### PASSAGE TO READ

Food oils based on triacylglycerides (TAGs) are readily characterized by proton time-domain (TD) NMR and T₁ and T₂ reconstruction into TD spectra. Figure 3A is linolenic-rich linseed oil’s (LSO) 2D T₁–T₂ relaxation time spectral fingerprinting. LSO’s chemical structure is characterized by four different segmental motion TDs (Figure 2). The NMR relaxation analyses give a spectrum with four peaks that are correlated with the PUFA-rich LSO segmental motion TDs.

The analysis of the molecular configuration and aggregate structures of PUFA oils with respect to their susceptibility and degree of oxidation is important for foods because of PUFA-rich oil’s facile oxidation into toxic side products [19,36,37]. The oxidation process generates volatile, low-molecular-weight, and polymeric structures. The magnitude of the relaxation times T₁ and T₂ are dependent upon the interaction between ¹H spins and their surrounding environment (lattice) that is modulated by molecular mobility. This phenomenon is related to the chemical and structural changes used to develop the LF-NMR relaxation sensor application to monitor a lipid’s oxidation.

Linseed oil (LSO) oxidation results in the oil’s chemical and physical structural changes, as followed by an LF-NMR sensor with high efficacy [19]. After 120 h of thermal oxidation at 80 °C, the 2D T₁-T₂ energy relaxation time spectra show new peak formation of oxidation products, resulting from crosslinking and polymerization in the termination phase of oxidation. The relatively high molecular weight of the oxidation products is characterized by different values of T₁ and T₂ per peak, forming the characteristic oxidized bending effect from the T₁ = T₂ diagonal in the spectra curve. The four characteristic LSO TDs (peaks 1–4) remain, but they have lower values because of the secondary interactions between the non-oxidized LSO and its oxidation products.

The numerical values of T₁-T₂ of the peaks’ pattern/signature shown in Figure 3A are suitable to be used for the pattern recognition of non-oxidized linseed oil and the numerical values of T₁-T₂ peaks shown in Figure 3B for the pattern recognition of highly oxidized and toxic linseed oil [4].

### Point localization data
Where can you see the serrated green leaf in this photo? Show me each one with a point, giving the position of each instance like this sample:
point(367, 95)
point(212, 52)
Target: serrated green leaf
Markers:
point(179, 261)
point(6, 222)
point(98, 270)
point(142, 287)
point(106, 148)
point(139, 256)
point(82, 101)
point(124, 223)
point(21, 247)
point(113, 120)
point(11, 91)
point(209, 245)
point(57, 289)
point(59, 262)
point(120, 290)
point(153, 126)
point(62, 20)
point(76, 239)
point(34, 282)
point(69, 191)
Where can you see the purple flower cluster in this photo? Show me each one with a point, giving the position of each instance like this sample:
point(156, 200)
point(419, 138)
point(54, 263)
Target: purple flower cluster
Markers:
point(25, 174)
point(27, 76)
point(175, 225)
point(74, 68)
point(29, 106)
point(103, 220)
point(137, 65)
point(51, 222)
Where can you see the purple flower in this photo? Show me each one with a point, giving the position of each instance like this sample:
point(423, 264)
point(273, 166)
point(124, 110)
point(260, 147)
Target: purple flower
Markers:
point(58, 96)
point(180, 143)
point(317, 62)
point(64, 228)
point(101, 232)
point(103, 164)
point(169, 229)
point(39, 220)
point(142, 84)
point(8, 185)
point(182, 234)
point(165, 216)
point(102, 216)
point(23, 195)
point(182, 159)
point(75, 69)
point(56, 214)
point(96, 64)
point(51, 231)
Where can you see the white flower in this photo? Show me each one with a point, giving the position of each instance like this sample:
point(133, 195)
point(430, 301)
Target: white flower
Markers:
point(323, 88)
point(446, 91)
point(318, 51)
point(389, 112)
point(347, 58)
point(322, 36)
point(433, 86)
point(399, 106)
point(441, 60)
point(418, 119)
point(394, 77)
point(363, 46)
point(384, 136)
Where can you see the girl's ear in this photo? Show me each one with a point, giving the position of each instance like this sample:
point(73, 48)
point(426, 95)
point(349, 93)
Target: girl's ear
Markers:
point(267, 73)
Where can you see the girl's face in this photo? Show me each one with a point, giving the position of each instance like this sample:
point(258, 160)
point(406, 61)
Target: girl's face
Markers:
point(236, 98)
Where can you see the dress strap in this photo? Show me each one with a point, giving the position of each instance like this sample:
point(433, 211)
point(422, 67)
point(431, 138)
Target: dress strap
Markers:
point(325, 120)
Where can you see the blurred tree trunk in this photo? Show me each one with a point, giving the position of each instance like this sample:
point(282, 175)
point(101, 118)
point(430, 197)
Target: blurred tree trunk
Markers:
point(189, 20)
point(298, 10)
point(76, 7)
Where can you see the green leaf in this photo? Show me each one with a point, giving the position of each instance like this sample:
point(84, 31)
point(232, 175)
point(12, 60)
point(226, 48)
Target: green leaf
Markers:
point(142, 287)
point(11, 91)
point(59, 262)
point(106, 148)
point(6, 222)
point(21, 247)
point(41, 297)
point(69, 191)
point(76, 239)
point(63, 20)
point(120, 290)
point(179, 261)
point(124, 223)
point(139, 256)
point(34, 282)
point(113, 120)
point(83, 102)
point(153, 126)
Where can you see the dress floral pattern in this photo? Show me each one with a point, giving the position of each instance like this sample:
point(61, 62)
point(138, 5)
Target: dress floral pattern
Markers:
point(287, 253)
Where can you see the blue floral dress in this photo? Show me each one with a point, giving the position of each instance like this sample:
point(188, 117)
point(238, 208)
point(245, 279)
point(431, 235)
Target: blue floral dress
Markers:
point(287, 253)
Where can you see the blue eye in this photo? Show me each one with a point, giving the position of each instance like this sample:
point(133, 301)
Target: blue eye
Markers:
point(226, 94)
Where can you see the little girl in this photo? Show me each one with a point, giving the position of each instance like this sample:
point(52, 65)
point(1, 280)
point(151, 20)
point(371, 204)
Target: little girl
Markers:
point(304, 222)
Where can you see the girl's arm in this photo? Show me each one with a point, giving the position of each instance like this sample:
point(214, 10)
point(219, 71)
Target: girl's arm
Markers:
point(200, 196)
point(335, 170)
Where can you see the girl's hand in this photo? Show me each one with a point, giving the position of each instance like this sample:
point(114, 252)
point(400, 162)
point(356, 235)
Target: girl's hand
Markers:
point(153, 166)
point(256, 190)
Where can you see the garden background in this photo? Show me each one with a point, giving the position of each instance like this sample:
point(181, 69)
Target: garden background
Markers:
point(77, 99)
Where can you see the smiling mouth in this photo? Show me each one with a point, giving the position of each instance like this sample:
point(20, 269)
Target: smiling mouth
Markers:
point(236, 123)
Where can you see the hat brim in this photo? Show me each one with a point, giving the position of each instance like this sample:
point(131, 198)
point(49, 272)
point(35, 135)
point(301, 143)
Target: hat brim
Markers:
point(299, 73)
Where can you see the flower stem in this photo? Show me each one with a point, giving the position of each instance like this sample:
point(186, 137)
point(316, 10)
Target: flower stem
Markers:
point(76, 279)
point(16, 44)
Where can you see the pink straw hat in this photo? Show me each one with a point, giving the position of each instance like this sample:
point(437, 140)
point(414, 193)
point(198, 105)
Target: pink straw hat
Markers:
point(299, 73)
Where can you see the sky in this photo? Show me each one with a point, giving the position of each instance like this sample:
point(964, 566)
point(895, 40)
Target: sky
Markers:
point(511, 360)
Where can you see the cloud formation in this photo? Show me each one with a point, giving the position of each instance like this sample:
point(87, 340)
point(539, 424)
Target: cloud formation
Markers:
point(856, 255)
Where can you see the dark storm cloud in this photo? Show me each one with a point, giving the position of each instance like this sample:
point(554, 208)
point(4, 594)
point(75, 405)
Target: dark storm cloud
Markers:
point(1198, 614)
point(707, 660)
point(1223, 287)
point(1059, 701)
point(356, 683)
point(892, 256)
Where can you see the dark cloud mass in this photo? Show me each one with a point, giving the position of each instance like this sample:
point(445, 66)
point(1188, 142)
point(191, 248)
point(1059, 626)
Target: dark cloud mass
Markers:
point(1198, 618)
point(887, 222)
* * *
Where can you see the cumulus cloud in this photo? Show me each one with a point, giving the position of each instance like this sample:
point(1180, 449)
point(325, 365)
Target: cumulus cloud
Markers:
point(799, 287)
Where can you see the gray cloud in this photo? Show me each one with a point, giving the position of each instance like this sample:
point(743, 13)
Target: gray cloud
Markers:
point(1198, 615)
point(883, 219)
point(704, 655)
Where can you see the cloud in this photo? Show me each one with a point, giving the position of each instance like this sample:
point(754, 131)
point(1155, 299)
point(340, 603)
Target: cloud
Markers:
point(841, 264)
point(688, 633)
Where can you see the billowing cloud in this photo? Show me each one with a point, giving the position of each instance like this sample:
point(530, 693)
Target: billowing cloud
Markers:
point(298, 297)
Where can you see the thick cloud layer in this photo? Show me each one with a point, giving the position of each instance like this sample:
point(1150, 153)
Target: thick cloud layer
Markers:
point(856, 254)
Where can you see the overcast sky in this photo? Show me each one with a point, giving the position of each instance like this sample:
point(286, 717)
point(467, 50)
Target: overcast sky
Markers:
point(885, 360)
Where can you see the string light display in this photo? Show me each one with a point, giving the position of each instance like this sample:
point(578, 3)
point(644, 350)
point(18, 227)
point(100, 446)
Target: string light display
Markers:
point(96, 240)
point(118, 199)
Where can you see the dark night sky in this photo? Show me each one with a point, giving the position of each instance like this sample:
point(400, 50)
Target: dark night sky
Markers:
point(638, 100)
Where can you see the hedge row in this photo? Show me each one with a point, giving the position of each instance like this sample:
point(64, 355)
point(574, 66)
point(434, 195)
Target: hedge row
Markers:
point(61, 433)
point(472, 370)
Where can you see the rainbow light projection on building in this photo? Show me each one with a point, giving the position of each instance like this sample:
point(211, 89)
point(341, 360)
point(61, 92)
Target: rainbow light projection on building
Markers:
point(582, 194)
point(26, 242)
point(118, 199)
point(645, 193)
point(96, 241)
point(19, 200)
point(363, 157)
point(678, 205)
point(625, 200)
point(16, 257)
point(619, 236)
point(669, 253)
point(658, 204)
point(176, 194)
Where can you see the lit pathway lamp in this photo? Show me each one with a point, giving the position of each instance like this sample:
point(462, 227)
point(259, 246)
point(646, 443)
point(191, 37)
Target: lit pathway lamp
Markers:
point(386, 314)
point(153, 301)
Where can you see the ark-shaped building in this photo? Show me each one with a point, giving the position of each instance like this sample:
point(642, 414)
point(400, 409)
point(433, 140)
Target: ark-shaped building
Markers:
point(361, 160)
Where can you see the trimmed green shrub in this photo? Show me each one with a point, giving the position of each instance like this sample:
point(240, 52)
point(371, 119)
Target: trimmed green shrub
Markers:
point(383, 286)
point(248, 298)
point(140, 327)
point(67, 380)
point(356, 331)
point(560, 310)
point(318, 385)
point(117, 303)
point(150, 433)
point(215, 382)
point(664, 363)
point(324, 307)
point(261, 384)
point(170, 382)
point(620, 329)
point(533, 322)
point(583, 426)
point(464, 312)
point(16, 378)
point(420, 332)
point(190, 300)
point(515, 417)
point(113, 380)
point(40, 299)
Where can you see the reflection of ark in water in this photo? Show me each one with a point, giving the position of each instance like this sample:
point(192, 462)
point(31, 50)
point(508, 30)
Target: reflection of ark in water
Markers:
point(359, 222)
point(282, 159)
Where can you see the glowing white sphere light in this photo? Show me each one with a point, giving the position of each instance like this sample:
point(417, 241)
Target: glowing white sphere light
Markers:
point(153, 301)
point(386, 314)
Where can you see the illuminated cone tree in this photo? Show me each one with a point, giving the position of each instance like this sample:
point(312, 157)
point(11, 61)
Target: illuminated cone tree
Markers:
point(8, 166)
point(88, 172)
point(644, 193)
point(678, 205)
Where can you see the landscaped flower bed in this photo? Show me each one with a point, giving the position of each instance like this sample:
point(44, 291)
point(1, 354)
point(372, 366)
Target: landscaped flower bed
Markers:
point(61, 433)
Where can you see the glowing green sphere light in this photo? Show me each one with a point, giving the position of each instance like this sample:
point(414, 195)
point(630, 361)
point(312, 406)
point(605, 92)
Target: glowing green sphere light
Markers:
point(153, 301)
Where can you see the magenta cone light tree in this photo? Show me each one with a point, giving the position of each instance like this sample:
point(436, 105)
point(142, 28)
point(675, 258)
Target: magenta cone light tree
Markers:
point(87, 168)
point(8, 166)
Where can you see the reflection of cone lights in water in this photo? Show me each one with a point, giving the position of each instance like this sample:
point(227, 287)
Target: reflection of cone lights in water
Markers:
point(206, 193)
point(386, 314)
---
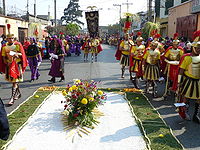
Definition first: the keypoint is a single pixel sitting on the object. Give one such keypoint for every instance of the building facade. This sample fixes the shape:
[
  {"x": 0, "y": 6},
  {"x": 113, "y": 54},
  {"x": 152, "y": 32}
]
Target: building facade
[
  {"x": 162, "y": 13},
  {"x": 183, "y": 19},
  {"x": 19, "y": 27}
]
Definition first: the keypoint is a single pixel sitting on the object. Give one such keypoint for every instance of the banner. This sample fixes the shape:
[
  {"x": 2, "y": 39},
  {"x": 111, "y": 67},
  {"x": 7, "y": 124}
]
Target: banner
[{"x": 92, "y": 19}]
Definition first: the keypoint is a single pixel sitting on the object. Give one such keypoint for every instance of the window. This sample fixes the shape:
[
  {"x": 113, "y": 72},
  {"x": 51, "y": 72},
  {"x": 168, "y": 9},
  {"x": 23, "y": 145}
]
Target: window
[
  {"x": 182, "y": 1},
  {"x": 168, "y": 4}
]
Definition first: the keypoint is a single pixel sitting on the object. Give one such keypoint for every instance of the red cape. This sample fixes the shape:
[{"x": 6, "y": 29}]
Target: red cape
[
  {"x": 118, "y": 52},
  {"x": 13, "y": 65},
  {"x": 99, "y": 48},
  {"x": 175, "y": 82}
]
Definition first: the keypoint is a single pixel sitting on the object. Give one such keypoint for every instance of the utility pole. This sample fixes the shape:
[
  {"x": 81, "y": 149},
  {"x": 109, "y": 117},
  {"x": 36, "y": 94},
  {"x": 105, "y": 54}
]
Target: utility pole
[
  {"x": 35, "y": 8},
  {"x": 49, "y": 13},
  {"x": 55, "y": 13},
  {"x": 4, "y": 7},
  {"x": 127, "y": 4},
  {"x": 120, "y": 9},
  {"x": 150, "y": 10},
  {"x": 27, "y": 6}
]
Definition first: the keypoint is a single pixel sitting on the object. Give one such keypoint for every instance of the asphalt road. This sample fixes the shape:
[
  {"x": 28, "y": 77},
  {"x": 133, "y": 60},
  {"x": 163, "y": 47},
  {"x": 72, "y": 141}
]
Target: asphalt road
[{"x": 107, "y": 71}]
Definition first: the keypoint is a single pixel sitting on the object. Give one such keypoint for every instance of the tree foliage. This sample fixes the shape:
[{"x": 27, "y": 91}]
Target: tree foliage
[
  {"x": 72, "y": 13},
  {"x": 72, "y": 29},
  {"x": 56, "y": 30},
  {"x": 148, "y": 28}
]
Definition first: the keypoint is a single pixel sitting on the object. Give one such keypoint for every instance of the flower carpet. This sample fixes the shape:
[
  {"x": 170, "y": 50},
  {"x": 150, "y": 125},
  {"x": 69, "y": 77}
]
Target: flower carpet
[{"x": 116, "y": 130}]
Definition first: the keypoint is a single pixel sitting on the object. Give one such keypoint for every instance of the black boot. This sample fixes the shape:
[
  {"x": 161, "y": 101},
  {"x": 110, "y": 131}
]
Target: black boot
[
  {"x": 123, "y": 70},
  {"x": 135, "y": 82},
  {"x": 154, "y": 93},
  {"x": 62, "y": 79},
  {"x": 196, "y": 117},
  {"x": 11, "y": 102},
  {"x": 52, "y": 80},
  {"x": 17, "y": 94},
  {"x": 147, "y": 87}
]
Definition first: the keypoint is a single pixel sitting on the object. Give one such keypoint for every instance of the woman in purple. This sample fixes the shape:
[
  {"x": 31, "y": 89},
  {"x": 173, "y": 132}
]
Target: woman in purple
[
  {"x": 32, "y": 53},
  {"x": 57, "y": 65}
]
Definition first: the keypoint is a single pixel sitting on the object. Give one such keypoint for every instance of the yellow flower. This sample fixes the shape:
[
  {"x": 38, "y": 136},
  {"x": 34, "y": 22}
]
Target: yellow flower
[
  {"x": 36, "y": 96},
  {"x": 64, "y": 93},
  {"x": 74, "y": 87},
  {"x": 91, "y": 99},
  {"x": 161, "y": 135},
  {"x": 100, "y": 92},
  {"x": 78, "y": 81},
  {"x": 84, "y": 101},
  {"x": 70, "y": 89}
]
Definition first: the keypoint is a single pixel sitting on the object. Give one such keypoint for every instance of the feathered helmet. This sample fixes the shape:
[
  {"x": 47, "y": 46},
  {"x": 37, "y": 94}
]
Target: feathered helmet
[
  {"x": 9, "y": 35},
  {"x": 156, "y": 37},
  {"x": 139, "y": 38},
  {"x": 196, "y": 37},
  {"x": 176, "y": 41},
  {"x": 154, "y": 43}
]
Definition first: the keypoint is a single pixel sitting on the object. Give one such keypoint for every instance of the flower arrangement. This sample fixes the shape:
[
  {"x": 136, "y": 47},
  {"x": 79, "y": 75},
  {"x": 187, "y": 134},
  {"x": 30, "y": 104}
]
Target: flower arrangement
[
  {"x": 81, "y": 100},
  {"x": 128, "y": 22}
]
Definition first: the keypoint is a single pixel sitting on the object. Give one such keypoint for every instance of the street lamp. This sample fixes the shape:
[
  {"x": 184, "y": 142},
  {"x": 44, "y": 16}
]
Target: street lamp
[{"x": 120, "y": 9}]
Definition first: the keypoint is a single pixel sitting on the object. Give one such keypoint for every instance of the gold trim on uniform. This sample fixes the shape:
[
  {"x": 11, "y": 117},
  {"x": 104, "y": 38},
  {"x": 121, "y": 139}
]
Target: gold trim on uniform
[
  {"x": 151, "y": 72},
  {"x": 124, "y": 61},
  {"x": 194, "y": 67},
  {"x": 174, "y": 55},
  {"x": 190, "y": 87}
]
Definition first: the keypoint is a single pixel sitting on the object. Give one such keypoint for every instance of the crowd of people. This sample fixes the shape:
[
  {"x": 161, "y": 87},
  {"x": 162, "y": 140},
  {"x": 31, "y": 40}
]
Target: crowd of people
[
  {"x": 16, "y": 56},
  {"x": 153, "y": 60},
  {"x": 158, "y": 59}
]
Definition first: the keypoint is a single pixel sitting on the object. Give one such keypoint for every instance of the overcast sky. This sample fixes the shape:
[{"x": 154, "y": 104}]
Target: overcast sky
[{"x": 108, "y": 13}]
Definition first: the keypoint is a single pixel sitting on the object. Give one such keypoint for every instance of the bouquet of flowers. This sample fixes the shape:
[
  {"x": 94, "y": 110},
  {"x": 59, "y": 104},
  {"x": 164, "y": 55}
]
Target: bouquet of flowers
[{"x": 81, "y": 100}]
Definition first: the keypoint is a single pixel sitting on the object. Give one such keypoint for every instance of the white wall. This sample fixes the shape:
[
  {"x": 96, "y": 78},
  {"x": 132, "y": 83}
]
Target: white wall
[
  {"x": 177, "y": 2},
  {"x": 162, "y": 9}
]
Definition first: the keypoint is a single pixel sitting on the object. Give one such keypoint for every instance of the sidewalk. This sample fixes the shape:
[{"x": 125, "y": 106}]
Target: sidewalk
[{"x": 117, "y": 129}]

### ASSIGNED TASK
According to the passage on linseed oil oxidation, which kinds of structures does the oxidation process generate? List each one.

### EXPECTED OUTPUT
- Volatile structures
- Low-molecular-weight structures
- Polymeric structures